— START OF RECORDS TO PROCESS —

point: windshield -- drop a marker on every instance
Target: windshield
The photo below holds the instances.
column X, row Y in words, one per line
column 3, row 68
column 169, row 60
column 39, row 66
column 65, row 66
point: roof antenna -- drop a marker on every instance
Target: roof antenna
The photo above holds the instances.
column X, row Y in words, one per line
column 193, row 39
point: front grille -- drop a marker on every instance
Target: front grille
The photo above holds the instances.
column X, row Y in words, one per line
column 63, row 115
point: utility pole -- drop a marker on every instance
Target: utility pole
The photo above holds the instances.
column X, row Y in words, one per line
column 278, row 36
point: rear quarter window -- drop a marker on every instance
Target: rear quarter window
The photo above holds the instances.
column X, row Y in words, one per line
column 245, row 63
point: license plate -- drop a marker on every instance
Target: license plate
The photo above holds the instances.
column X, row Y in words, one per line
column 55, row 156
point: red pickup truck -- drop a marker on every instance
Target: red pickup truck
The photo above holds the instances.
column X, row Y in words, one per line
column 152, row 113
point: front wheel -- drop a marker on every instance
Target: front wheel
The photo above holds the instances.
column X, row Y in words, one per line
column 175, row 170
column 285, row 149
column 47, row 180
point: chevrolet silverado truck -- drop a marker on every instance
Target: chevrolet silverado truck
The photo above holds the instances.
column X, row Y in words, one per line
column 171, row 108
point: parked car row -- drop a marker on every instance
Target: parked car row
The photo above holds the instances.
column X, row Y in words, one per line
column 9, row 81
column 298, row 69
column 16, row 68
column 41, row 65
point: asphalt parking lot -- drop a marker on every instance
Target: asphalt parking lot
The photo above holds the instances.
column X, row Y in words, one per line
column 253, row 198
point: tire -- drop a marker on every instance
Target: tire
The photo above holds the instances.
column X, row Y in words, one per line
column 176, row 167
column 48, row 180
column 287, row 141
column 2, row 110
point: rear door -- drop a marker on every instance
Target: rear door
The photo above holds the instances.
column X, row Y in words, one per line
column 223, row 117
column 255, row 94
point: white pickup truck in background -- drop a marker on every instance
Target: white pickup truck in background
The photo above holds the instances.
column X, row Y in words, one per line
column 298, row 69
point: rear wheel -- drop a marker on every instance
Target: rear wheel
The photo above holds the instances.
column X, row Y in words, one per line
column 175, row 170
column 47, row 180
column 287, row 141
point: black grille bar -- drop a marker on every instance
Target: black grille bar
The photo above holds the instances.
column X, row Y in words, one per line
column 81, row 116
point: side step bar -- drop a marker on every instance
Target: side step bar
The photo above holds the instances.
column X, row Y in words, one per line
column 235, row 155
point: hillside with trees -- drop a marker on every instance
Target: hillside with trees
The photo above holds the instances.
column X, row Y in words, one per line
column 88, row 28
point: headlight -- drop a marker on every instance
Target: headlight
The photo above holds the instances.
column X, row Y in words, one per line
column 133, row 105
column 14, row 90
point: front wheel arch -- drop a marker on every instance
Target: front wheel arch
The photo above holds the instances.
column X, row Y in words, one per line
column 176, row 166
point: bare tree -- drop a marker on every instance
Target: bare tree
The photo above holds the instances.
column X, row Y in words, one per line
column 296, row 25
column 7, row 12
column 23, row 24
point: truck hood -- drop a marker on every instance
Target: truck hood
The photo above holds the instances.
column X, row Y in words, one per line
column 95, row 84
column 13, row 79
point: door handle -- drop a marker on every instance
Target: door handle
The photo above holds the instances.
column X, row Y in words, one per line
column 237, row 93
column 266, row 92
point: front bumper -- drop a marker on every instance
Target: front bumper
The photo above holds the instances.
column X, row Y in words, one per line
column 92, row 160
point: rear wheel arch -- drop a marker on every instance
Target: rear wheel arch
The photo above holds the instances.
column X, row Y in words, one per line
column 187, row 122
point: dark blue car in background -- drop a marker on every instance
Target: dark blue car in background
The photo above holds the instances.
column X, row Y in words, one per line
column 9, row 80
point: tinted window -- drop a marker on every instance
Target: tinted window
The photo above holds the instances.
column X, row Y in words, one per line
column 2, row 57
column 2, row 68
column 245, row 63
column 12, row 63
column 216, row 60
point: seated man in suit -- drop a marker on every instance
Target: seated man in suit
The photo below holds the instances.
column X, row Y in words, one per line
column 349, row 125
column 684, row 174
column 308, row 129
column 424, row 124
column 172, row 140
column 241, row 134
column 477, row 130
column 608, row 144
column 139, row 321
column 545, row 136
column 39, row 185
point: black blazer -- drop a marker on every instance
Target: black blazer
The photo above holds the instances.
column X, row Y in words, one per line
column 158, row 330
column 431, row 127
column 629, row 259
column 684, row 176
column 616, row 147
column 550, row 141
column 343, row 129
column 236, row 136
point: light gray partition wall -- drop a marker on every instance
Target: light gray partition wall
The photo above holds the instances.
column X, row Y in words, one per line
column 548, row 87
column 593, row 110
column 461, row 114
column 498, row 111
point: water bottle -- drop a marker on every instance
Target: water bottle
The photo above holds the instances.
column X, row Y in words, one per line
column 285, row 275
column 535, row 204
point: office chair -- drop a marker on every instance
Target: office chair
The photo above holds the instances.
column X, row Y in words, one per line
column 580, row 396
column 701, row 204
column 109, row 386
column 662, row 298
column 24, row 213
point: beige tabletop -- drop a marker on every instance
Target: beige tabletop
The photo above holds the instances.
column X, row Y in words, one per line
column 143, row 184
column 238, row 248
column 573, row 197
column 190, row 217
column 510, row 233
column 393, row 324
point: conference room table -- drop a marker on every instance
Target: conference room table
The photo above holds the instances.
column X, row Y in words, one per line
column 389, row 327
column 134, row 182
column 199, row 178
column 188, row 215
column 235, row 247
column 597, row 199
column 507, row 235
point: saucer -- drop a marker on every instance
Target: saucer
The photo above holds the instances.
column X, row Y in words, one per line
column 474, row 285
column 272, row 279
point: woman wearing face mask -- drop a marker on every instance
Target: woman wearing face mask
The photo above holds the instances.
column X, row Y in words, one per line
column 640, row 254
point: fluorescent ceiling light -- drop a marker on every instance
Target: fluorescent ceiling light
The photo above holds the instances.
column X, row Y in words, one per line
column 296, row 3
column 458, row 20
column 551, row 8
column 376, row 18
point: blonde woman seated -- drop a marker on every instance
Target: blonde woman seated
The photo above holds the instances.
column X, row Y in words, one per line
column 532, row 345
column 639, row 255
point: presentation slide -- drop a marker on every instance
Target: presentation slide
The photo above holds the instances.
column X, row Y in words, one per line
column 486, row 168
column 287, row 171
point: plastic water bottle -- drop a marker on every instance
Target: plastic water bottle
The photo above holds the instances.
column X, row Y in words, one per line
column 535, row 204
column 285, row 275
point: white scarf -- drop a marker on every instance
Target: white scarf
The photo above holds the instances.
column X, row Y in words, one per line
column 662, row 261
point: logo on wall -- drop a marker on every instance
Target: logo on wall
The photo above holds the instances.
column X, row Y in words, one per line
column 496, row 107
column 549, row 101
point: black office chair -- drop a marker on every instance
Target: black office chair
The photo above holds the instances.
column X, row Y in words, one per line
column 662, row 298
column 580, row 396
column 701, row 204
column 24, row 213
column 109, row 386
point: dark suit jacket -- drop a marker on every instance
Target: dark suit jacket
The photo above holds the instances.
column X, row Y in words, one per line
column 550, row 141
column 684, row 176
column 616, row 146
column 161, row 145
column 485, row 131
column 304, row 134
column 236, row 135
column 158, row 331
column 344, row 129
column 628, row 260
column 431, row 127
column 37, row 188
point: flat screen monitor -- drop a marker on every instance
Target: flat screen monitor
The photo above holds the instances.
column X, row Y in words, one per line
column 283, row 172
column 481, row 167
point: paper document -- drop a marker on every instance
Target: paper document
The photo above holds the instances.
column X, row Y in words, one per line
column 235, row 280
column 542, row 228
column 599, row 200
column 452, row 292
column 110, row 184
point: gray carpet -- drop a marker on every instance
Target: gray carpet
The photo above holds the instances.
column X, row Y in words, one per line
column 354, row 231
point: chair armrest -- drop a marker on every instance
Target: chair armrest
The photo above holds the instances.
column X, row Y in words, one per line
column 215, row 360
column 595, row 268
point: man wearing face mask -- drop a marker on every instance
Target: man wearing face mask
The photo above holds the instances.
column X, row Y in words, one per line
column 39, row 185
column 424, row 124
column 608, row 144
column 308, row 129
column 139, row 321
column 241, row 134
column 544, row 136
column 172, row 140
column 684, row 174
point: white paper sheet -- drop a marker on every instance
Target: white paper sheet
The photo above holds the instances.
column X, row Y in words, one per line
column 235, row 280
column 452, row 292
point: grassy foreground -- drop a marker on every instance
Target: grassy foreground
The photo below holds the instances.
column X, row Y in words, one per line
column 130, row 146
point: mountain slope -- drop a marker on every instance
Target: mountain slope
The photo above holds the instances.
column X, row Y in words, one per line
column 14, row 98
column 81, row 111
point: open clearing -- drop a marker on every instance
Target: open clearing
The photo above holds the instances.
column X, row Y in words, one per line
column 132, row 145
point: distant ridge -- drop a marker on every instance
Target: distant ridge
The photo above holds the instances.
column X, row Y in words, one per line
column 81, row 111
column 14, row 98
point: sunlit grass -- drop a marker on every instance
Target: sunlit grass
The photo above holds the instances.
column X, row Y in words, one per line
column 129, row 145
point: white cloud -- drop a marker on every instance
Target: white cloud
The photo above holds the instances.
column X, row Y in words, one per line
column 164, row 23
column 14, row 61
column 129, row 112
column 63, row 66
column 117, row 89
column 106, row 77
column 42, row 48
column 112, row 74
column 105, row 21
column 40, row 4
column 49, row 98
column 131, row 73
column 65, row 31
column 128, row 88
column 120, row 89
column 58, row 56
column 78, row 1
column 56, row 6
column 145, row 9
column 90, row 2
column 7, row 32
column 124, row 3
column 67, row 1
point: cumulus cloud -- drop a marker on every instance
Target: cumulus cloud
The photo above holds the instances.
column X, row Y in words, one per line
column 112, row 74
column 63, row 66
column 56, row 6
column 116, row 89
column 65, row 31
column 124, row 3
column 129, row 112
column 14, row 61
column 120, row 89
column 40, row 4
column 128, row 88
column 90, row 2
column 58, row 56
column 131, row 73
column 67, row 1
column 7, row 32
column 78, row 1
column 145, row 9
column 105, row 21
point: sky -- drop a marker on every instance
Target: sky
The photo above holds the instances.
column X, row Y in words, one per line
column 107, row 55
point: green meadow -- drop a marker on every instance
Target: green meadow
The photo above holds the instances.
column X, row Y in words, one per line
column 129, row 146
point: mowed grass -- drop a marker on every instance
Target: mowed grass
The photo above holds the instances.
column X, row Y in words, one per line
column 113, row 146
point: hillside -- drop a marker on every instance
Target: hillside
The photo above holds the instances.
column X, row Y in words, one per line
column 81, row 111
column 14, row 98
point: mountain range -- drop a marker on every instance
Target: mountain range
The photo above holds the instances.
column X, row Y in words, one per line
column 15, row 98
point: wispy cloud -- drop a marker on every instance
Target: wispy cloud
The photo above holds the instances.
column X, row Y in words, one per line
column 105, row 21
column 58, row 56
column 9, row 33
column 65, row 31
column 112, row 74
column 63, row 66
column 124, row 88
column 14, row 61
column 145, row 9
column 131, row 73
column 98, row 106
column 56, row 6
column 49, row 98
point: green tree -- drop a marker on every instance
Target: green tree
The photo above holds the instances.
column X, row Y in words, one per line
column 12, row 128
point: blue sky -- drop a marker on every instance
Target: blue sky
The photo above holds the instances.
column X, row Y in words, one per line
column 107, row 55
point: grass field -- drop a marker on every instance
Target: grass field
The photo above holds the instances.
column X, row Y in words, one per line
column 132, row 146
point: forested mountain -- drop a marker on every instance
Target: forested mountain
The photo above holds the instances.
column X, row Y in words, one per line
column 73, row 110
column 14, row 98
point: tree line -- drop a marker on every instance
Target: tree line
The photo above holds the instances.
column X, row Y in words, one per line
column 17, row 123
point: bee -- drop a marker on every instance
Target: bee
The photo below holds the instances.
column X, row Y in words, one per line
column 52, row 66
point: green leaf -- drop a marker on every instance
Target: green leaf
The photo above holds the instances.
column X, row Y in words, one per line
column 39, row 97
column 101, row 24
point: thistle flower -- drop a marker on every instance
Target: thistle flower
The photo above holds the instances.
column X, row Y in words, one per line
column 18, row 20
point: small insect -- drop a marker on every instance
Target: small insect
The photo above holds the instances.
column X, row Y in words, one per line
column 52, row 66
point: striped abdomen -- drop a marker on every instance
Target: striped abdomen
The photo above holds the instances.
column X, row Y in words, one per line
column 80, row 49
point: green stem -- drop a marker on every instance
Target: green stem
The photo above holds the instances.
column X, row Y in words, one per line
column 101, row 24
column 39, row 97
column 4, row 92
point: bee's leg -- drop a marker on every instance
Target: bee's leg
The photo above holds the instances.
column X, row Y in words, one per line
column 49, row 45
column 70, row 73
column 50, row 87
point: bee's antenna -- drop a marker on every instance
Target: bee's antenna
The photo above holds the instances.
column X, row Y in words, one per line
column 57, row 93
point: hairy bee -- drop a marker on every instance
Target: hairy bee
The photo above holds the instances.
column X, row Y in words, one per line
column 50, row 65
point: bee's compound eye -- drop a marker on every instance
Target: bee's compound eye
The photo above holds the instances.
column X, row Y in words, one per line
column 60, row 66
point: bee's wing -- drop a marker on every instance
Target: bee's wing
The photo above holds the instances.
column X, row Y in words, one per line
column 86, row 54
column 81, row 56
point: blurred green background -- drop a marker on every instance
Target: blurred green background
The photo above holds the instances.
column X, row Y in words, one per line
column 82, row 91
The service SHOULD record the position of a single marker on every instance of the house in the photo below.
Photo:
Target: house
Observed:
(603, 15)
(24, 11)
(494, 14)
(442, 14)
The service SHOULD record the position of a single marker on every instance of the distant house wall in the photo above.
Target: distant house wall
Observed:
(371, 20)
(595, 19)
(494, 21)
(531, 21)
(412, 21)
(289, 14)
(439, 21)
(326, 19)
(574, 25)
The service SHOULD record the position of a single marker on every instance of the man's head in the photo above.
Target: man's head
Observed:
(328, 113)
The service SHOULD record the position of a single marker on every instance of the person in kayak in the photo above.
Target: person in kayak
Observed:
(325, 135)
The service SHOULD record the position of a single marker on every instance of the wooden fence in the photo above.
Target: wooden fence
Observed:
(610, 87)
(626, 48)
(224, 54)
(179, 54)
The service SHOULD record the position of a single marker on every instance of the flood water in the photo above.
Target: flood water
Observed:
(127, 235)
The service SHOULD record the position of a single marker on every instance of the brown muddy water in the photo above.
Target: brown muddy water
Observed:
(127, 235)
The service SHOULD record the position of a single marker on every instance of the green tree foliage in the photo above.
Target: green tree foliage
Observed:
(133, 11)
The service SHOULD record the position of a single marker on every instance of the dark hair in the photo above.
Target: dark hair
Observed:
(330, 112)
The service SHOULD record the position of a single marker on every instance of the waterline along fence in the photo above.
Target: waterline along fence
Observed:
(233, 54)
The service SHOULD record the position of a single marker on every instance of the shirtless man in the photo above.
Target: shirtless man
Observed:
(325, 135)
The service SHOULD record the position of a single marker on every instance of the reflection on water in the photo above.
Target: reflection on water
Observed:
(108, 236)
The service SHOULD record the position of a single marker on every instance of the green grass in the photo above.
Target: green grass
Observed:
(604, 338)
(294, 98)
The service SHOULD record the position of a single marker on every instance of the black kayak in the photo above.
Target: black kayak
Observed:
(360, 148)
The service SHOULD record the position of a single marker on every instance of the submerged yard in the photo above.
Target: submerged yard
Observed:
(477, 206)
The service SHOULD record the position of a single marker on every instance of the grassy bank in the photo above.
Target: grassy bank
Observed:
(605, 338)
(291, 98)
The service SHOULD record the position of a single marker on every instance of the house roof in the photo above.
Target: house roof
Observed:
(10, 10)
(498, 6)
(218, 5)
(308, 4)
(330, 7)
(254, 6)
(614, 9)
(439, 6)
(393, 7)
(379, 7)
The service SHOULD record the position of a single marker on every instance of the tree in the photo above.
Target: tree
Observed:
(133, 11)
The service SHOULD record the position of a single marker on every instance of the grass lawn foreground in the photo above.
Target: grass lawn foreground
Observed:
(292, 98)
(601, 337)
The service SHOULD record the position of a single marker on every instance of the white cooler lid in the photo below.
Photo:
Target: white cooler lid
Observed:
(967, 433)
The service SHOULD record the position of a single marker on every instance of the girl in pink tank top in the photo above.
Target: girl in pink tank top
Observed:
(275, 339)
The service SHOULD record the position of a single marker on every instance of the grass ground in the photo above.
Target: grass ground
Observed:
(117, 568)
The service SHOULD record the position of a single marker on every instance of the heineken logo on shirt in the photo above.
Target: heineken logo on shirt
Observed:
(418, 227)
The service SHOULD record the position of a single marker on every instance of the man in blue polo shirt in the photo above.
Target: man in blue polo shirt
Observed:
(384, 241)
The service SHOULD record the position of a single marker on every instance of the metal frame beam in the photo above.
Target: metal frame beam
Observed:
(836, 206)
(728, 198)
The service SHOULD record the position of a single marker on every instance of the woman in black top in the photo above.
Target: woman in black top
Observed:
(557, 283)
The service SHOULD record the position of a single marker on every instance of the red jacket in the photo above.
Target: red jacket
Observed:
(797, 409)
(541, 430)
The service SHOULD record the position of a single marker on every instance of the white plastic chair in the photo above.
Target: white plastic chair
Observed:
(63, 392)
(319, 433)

— END OF RECORDS TO PROCESS —

PROBLEM TO SOLVE >> Switch "drop a marker" to "place a pin" in the stretch of lines from the start through the line containing "column 278, row 36", leaving everything else unchanged, and give back only those lines.

CORRECT RESULT >>
point: windshield -- place a pin on every instance
Target: windshield
The photo below holds the instances.
column X, row Y in words, one per line
column 3, row 68
column 169, row 60
column 39, row 66
column 65, row 66
point: roof antenna -- place a pin on every instance
Target: roof antenna
The photo above holds the instances.
column X, row Y in words, one per line
column 193, row 39
point: front grille -- place a pin on every instance
Target: front grille
The photo above holds the instances.
column X, row Y in words, one per line
column 63, row 115
point: utility pole -- place a pin on every instance
Target: utility pole
The photo above holds the instances.
column X, row Y in words, one per line
column 278, row 36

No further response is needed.